Excerpt to read>
------------------------
# Small angle vise question



## schemer (Apr 30, 2012)

I need a small angle vise and was looking at the Palmgren 240-3004 here:
http://www.use-enco.com/CGI/INPDFF?PMPAGE=402&PMCTLG=00

I never had any Palmgren stuff but I think it is the better choice for the available ones in this section. Anybody have this vise or can comment on the quality of Palmgren tools?
Thanks,
schemer

p.s. I may get this one instead if I get a coupon! 
http://www.use-enco.com/CGI/INSRIT?PARTPG=INLMIP&PMPXNO=3463268&PMAKA=890-8830


----------



## swatson144 (Apr 30, 2012)

IMO Palmgren is pretty middlin' not good not bad. With machining tooling emphasis is usually more on the "not good". 
Saying that I have a old tired one like the last one but no idea the brand. The style is a pain to get square on the table. Then there is no info if what appears to be a square base on the cradle style is square or not.

Steve


----------



## dickr (Apr 30, 2012)
------------------------
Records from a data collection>
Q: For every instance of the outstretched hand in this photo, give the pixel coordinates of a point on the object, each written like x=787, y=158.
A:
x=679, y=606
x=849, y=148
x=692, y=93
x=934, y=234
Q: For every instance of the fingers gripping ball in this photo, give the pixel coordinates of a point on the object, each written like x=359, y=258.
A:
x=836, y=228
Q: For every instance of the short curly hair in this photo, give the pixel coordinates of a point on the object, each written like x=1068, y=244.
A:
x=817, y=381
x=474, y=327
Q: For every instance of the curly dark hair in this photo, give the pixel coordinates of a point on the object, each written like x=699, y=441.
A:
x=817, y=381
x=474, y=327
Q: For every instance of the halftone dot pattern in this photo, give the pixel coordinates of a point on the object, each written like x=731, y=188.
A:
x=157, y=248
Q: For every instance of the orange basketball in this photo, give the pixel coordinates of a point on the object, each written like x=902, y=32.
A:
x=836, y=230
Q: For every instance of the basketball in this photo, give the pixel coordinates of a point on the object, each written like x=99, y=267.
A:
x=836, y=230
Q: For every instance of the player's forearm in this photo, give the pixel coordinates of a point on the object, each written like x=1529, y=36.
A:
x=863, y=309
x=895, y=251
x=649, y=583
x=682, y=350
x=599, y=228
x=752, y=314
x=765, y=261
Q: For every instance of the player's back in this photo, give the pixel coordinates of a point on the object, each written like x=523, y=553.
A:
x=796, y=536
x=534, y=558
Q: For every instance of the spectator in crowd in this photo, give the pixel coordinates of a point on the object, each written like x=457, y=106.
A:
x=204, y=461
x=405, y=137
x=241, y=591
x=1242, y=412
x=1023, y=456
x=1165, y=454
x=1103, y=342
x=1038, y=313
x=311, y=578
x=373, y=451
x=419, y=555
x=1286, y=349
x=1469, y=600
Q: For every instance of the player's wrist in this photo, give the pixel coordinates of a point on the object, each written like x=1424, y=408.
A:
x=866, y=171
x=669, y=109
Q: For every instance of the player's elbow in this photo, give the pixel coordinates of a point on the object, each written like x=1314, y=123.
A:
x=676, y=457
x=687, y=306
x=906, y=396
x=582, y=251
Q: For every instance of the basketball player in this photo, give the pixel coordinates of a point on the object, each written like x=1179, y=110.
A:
------------------------
Set exercise>
Using the vise thread, answer these:
(a) What Palmgren model number was schemer considering?
(b) What would lead schemer to buy the other vise instead?
(c) According to swatson144, what is a pain to do with that style of vise?
This material comes from a separate source, not from the vise thread.

Written response>
(a) The 240-3004.
(b) Getting a coupon.
(c) Getting it square on the table.